TO DO:
Can you format every line of the data below as a numbered list, leaving out any blank lines and omitting the pictures?
Begin DATA LINES
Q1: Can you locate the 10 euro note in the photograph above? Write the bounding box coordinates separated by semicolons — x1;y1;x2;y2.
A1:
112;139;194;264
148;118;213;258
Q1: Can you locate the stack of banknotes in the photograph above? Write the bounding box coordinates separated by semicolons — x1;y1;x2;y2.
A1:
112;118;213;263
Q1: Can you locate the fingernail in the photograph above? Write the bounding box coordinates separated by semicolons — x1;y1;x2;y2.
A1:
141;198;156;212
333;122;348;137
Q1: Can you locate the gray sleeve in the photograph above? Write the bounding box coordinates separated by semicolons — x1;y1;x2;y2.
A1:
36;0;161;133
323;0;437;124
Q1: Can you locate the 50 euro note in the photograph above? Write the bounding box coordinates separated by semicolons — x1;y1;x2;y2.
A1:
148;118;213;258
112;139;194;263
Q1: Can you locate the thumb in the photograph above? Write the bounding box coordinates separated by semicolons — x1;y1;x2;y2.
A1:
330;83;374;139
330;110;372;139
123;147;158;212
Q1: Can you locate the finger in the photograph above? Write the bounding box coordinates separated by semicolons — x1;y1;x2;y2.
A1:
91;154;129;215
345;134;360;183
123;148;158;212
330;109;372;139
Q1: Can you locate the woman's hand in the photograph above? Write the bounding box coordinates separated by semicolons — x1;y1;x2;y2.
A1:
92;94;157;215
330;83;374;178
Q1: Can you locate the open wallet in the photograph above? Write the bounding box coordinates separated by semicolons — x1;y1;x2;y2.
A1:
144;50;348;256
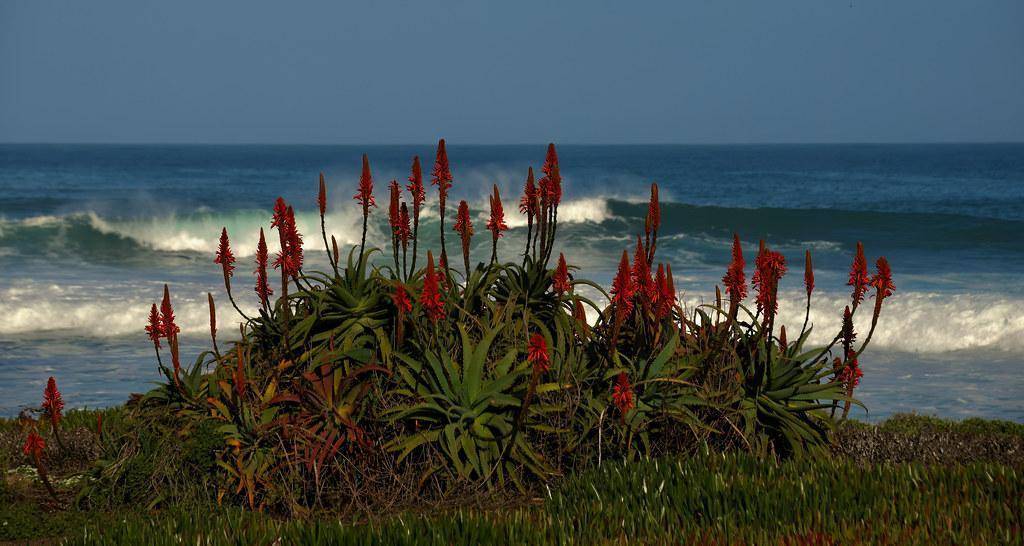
End DATA LINES
FULL SOLUTION:
1. Q1: Can you locate the 10 euro note in the photograph above? Write the bounding box coordinates separated by semicolons — x1;y1;x2;y2.
2. A1:
3. 112;139;194;264
4. 148;118;213;258
5. Q1: Can you locate the stack of banknotes in the photograph above? Write the bounding box coordinates separated by semicolons — x1;y1;x2;y2.
6. A1:
7. 112;118;213;263
8. Q1: Can you locate the fingernail in the photograph above? Write the bounding box coordinates separated by semicolons — x1;y1;x2;y2.
9. A1:
10. 141;198;156;212
11. 333;122;348;137
12. Q1: Can you locate the gray sleeve in the photograph above? Write the bounding box coordinates separated by semicolons — x1;y1;x2;y2.
13. A1:
14. 36;0;161;133
15. 323;0;437;124
16. Q1: Can you locate the 50 euro note in the photograph above? Write the bounding box coordinates separated by semicolons — x1;y1;x2;y2.
17. A1:
18. 148;118;213;258
19. 112;139;194;263
20. Q1: Can you locate the thumb in the photograph above? Write the bounding box coordinates separated by semicolons — x1;y1;x2;y2.
21. A1:
22. 330;83;374;139
23. 330;110;372;139
24. 123;147;158;212
25. Q1: Can you locate the finger in the photograph above? Write the bounding box coordinates separated by semicolons — x1;y1;x2;y2.
26. A1:
27. 91;154;129;215
28. 345;134;360;183
29. 123;148;158;212
30. 330;109;372;139
31. Q1: Can you locate the woman's hand in the photograph above? Write the bounding box coordinates separated by semicolons — x1;y1;x2;y2.
32. A1:
33. 92;94;157;215
34. 330;83;374;178
35. Q1: Can you locate the open wallet in the photograph above? Write the bounding box coordinates separated by semicolons — x1;y1;x2;y2.
36. A1:
37. 144;50;348;256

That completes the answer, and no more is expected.